## Begin DATA

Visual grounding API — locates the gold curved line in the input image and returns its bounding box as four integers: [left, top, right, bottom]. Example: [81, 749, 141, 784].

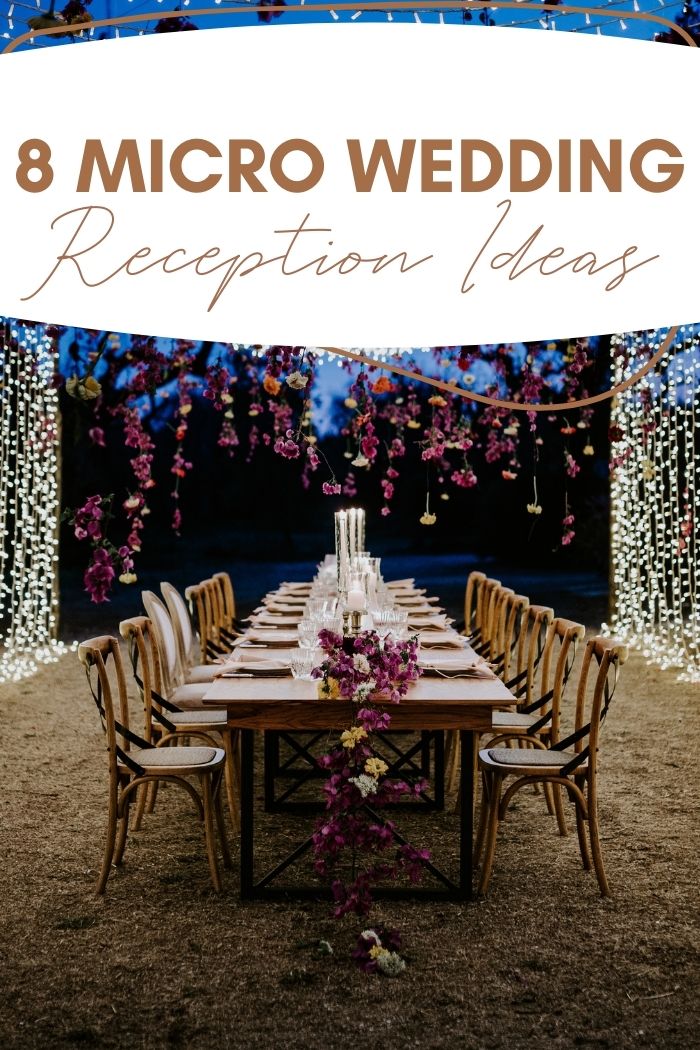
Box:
[318, 324, 678, 412]
[0, 0, 698, 55]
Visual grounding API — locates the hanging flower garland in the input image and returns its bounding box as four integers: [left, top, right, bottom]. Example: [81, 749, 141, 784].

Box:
[57, 332, 604, 601]
[312, 630, 430, 975]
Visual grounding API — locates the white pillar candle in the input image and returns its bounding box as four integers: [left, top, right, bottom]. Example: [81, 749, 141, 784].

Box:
[347, 588, 366, 612]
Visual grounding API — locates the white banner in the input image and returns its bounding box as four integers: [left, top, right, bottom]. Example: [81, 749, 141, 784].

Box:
[0, 23, 700, 347]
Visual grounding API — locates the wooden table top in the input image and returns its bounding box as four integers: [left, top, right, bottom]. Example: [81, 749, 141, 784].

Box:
[204, 677, 514, 730]
[204, 583, 515, 731]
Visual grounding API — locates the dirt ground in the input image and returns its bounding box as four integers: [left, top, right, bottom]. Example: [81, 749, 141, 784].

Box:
[0, 638, 700, 1050]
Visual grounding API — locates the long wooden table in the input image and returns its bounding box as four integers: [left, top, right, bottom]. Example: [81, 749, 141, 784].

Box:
[205, 672, 514, 900]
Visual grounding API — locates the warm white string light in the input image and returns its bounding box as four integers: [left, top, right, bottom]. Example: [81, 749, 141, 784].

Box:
[0, 317, 70, 681]
[610, 326, 700, 681]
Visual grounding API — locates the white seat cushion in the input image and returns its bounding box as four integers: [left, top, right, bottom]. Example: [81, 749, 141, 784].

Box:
[121, 748, 224, 771]
[479, 748, 588, 776]
[187, 664, 221, 685]
[168, 684, 209, 711]
[163, 709, 228, 729]
[491, 711, 536, 729]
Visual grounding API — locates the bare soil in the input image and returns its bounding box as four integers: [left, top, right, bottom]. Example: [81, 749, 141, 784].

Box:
[0, 638, 700, 1050]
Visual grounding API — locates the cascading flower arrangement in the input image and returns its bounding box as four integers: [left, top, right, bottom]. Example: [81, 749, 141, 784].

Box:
[312, 630, 430, 972]
[46, 328, 608, 601]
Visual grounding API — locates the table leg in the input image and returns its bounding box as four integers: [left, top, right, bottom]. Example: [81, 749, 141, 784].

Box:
[460, 730, 475, 900]
[240, 729, 255, 900]
[432, 729, 445, 810]
[262, 729, 279, 813]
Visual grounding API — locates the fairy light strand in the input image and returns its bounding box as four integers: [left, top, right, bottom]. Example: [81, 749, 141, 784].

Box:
[0, 317, 66, 681]
[609, 324, 700, 681]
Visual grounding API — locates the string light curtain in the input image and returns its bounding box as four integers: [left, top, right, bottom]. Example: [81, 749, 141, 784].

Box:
[0, 317, 63, 681]
[610, 324, 700, 681]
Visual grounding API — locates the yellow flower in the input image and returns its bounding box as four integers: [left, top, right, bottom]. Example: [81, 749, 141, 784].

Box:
[342, 726, 367, 751]
[364, 758, 388, 780]
[318, 678, 340, 700]
[262, 375, 282, 397]
[369, 944, 389, 959]
[81, 376, 102, 401]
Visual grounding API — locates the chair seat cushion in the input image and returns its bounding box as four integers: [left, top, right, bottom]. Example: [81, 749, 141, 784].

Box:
[482, 748, 587, 773]
[491, 711, 536, 729]
[187, 664, 221, 686]
[168, 684, 209, 711]
[129, 748, 219, 770]
[164, 709, 228, 727]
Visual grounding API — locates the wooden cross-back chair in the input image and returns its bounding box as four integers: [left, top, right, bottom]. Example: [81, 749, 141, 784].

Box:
[120, 616, 240, 831]
[488, 616, 586, 835]
[141, 591, 218, 707]
[78, 635, 231, 894]
[475, 636, 628, 897]
[446, 594, 554, 793]
[469, 579, 505, 659]
[185, 572, 241, 663]
[464, 570, 486, 641]
[489, 588, 530, 681]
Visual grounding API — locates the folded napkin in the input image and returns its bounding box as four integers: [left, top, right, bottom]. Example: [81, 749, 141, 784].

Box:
[264, 597, 307, 616]
[238, 627, 299, 648]
[251, 612, 301, 627]
[408, 612, 447, 631]
[394, 594, 431, 609]
[215, 659, 292, 678]
[418, 630, 465, 649]
[227, 642, 299, 667]
[423, 667, 495, 681]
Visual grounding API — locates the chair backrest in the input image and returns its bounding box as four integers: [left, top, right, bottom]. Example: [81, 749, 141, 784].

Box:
[532, 616, 586, 743]
[161, 582, 198, 674]
[185, 584, 210, 664]
[476, 579, 502, 647]
[464, 570, 486, 637]
[141, 591, 180, 697]
[560, 635, 629, 782]
[78, 634, 142, 789]
[491, 589, 530, 681]
[212, 572, 236, 628]
[119, 616, 163, 741]
[505, 605, 554, 706]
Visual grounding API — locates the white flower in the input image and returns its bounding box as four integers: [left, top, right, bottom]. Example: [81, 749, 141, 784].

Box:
[348, 773, 377, 798]
[377, 951, 406, 978]
[287, 372, 309, 391]
[353, 653, 369, 674]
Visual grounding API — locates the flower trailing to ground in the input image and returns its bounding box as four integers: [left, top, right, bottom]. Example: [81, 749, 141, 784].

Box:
[56, 330, 604, 600]
[353, 926, 406, 978]
[312, 630, 430, 974]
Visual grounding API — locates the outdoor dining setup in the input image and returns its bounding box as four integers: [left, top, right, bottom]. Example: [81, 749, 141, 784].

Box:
[79, 508, 627, 914]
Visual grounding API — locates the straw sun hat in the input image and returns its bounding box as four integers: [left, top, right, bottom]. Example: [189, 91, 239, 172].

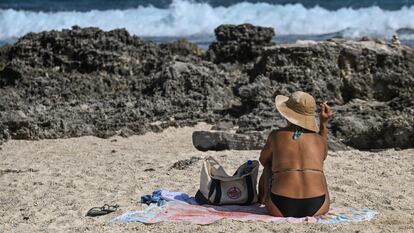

## End DATA

Reproduce all of the data above verbatim, from the first line to the last, and omit the pictures from your copy.

Visual grounding API — locates the gold curved line in the input image and returns its bounding box as four integers: [left, top, right, bottom]. Example: [81, 749, 141, 784].

Box:
[318, 324, 678, 412]
[0, 0, 698, 55]
Visual grounding API — locates the hanging flower garland in the input image and returns its bounding box as four integers: [left, top, right, bottom]. Example: [81, 749, 141, 784].

Box:
[57, 332, 604, 601]
[312, 630, 430, 975]
Visual grounding API — locates the white pillar candle in the input image and returns its bounding box as four integers: [left, top, right, bottom]. Example: [81, 749, 141, 784].

Box:
[347, 588, 366, 612]
Visual grounding API — locates the white banner in the input image and returns its bounding box as four integers: [left, top, right, bottom]. Example: [81, 749, 141, 784].

Box:
[0, 23, 700, 347]
Visual grounding API — locates the wooden table top in the input image and returns its bounding box as four integers: [left, top, right, bottom]. Example: [81, 749, 141, 784].

Box:
[204, 677, 514, 730]
[204, 583, 515, 731]
Visual grounding API — locates the dirt ground in the input image and returns its bounding box as four integers: [left, top, right, bottom]. Example: [81, 749, 141, 784].

Box:
[0, 638, 700, 1050]
Visual grounding API — locates the long wooden table in the input image and returns its bounding box as four integers: [left, top, right, bottom]. Example: [81, 749, 141, 784].

Box:
[205, 672, 514, 900]
Visual grounding API — locates the warm white string light in the input image and returns its bounding box as four integers: [left, top, right, bottom]. Example: [81, 749, 141, 784].

Box:
[0, 317, 70, 681]
[610, 326, 700, 681]
Visual grounding API — locates the white seat cushion in the input image and returns its bounding box as four integers: [left, top, right, bottom]. Example: [81, 749, 141, 784].

Box:
[121, 748, 224, 771]
[479, 748, 588, 776]
[187, 664, 221, 685]
[168, 684, 209, 711]
[163, 709, 228, 729]
[491, 711, 536, 729]
Visual grounding API — locates the bare soil in the input image and returns its bounding box as four integers: [left, top, right, bottom]. Example: [81, 749, 141, 784].

Box:
[0, 638, 700, 1050]
Visual grounding API — locates the cascading flower arrangement in the input image and returns its bounding box as four integers: [left, top, right, bottom]. Example: [81, 749, 141, 784].

Box:
[312, 630, 430, 972]
[46, 328, 608, 601]
Visual grounding API — locates the table leg in the input image and returns its bounding box as four integers: [left, top, right, bottom]. Example: [81, 749, 141, 784].

Box:
[460, 730, 475, 900]
[240, 729, 255, 900]
[432, 729, 445, 810]
[262, 729, 279, 813]
Visual grounding API — locates the fairy light strand in the input image and returns its bounding box as four integers: [left, top, right, bottom]. Example: [81, 749, 141, 784].

Box:
[0, 317, 66, 681]
[609, 324, 700, 681]
Visual grounding API — locates the string light curtain in the input image and returns its bounding box as four integers: [left, top, right, bottom]. Example: [81, 749, 141, 784].

Box:
[0, 317, 63, 681]
[610, 324, 700, 681]
Visual grounding API — locates the yellow flower in the input image and returns its bounding box as four integers: [left, top, right, bottom]. Example: [81, 749, 141, 784].

Box:
[342, 726, 367, 751]
[364, 758, 388, 780]
[318, 678, 340, 700]
[262, 375, 282, 397]
[369, 944, 389, 959]
[81, 376, 102, 401]
Visual grounding API — locates the chair seat cushion in the input image and returns its bounding box as four integers: [left, top, right, bottom]. Example: [81, 749, 141, 784].

Box:
[482, 748, 587, 773]
[491, 711, 536, 729]
[187, 664, 221, 686]
[168, 684, 209, 711]
[129, 748, 219, 770]
[164, 709, 228, 727]
Visual grounding API — locates the wooden cross-back chair in the input image and returns its bounding box as four integers: [left, top, right, bottom]. Example: [81, 749, 141, 784].

Box:
[120, 616, 240, 831]
[488, 616, 586, 835]
[141, 591, 218, 707]
[78, 635, 231, 894]
[475, 636, 628, 897]
[446, 594, 554, 793]
[469, 579, 505, 659]
[185, 572, 241, 663]
[464, 570, 486, 641]
[489, 588, 530, 681]
Visual grounding API — locates the folded napkin in the input image and returns its bounding box as four integers: [left, top, right, bottom]. Example: [81, 749, 141, 784].

Box:
[264, 597, 307, 616]
[238, 627, 299, 648]
[251, 612, 301, 627]
[408, 612, 447, 631]
[394, 594, 431, 609]
[215, 659, 292, 678]
[418, 630, 465, 649]
[227, 642, 299, 667]
[423, 667, 495, 681]
Visual grounding API — locates the chair backrest in the input image and returns its bounding box as four integers: [left, top, right, bottom]. Example: [81, 749, 141, 784].

Box:
[532, 616, 586, 743]
[161, 582, 198, 674]
[185, 584, 210, 664]
[476, 579, 502, 647]
[464, 570, 486, 637]
[141, 591, 180, 697]
[560, 635, 629, 782]
[78, 634, 142, 789]
[491, 589, 530, 681]
[212, 572, 236, 628]
[119, 616, 163, 741]
[505, 605, 554, 706]
Visual grounding API — locates the white flower in the input image and returns its bounding box as four integers: [left, top, right, bottom]. Example: [81, 749, 141, 784].

Box:
[348, 773, 377, 798]
[377, 951, 406, 978]
[287, 372, 309, 391]
[353, 653, 369, 674]
Visual grounding API — locates the flower trailing to ground in the input image and returns its bounding box as four integers: [left, top, right, bottom]. Example: [81, 749, 141, 784].

Box:
[56, 330, 604, 600]
[353, 926, 406, 978]
[312, 630, 430, 974]
Visual grounding API — locates the outdoor dining setup in the input image and returns its bounding box as four integers: [left, top, right, bottom]. Example: [81, 749, 141, 784].

Box:
[79, 508, 627, 914]
Visual grounding API — locates the straw sun hat in the input image and returns its bounding box as four integers: [left, top, right, bottom]. Example: [189, 91, 239, 172].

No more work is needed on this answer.